## Start DATA SECTION

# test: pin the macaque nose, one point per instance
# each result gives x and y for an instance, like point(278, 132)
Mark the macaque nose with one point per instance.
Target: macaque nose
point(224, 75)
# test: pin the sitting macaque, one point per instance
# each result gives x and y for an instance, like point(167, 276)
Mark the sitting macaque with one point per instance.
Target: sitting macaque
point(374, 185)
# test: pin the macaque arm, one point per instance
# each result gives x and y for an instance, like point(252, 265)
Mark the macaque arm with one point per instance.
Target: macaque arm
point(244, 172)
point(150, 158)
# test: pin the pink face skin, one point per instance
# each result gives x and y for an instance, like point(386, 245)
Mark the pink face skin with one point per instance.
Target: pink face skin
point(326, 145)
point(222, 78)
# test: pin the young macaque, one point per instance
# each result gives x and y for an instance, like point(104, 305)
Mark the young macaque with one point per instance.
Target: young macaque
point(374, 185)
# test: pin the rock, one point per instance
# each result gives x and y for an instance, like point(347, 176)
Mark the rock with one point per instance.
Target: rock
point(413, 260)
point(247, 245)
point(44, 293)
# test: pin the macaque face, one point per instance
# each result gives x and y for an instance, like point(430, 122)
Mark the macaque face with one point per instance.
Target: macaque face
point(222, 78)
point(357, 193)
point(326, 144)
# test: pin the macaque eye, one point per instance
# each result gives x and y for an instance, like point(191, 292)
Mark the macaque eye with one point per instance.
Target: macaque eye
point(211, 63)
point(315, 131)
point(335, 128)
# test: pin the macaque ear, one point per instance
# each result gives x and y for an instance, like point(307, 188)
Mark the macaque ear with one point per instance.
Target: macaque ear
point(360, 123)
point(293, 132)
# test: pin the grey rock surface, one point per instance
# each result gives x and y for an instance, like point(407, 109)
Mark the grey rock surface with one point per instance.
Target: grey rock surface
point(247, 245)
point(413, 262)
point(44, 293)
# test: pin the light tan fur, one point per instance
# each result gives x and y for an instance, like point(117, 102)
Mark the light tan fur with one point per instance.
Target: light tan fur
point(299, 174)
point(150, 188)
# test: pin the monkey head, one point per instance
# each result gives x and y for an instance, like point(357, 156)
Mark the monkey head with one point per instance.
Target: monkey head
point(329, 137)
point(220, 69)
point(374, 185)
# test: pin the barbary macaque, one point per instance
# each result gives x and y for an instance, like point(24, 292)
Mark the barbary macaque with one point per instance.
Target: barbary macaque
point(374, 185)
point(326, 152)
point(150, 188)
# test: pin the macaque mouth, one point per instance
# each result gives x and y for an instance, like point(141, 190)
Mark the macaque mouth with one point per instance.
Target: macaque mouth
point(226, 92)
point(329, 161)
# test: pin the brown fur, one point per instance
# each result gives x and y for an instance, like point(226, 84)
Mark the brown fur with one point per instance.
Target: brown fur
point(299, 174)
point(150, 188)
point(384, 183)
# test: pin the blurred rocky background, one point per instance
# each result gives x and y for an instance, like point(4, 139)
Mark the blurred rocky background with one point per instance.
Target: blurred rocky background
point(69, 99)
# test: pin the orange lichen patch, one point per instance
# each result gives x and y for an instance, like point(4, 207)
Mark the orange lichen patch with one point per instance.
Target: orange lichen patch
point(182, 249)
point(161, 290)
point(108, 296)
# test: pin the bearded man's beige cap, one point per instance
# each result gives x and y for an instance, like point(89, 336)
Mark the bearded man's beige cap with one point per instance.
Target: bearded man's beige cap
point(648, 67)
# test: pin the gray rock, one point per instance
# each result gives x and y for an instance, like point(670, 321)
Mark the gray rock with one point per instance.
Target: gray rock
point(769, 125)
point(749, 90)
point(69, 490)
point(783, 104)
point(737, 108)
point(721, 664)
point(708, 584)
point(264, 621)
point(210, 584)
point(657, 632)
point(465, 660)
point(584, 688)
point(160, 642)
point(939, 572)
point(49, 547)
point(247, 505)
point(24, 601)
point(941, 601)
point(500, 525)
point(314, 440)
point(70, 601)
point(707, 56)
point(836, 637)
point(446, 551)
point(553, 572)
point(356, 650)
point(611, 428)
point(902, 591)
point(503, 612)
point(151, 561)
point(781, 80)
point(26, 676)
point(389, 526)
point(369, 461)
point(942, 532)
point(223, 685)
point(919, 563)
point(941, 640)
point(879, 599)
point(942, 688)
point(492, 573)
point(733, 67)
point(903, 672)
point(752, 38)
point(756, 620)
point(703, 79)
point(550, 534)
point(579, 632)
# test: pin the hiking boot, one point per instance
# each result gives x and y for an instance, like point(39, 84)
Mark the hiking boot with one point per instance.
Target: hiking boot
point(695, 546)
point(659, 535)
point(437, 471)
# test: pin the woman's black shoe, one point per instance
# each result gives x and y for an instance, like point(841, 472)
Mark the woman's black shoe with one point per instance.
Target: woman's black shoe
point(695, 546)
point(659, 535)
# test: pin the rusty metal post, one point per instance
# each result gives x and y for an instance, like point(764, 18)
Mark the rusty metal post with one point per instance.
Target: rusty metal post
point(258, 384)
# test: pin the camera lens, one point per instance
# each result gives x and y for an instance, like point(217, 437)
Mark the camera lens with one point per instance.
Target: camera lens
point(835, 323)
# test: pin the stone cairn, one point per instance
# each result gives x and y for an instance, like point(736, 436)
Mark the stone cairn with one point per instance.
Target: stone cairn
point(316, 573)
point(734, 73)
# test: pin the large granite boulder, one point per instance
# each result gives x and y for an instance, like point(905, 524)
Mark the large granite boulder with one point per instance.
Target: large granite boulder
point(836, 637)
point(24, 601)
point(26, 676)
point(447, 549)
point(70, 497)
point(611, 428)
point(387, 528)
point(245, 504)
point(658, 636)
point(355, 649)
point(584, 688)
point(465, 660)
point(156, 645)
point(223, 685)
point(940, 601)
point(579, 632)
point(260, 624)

## End DATA SECTION

Please write out the records again, requests included, beginning at the line that has "# test: pin the macaque mouth, one" and stopping after the one that has "point(108, 296)". Multiply every x and y coordinate in the answers by 0.75 and round to whole numbers, halves up. Leave the numbers in the requests and their sample points unchanged.

# test: pin the macaque mouth, one point per instance
# each result gives x and y for an instance, like point(141, 190)
Mark the macaque mouth with one point per instance.
Target: macaque mouth
point(170, 69)
point(247, 121)
# test: pin the brown fur, one point per instance
# each result gives x and y for an instance, like point(226, 84)
Mark the brown fur with one point per instance.
Target: brown fur
point(224, 131)
point(113, 141)
point(288, 137)
# test: pin the blurred rocky background, one point per instance
# each result gives x and y for an instance, like point(4, 139)
Mark the blurred rocky background with one point per instance.
Target: blurred rocky background
point(52, 74)
# test: pin the orange lichen patch, one point per instance
# each result gives x and y for an instance, like point(4, 207)
Mark the orange lichen patch with one point per instance.
Target: orange lichen patch
point(137, 187)
point(121, 218)
point(81, 222)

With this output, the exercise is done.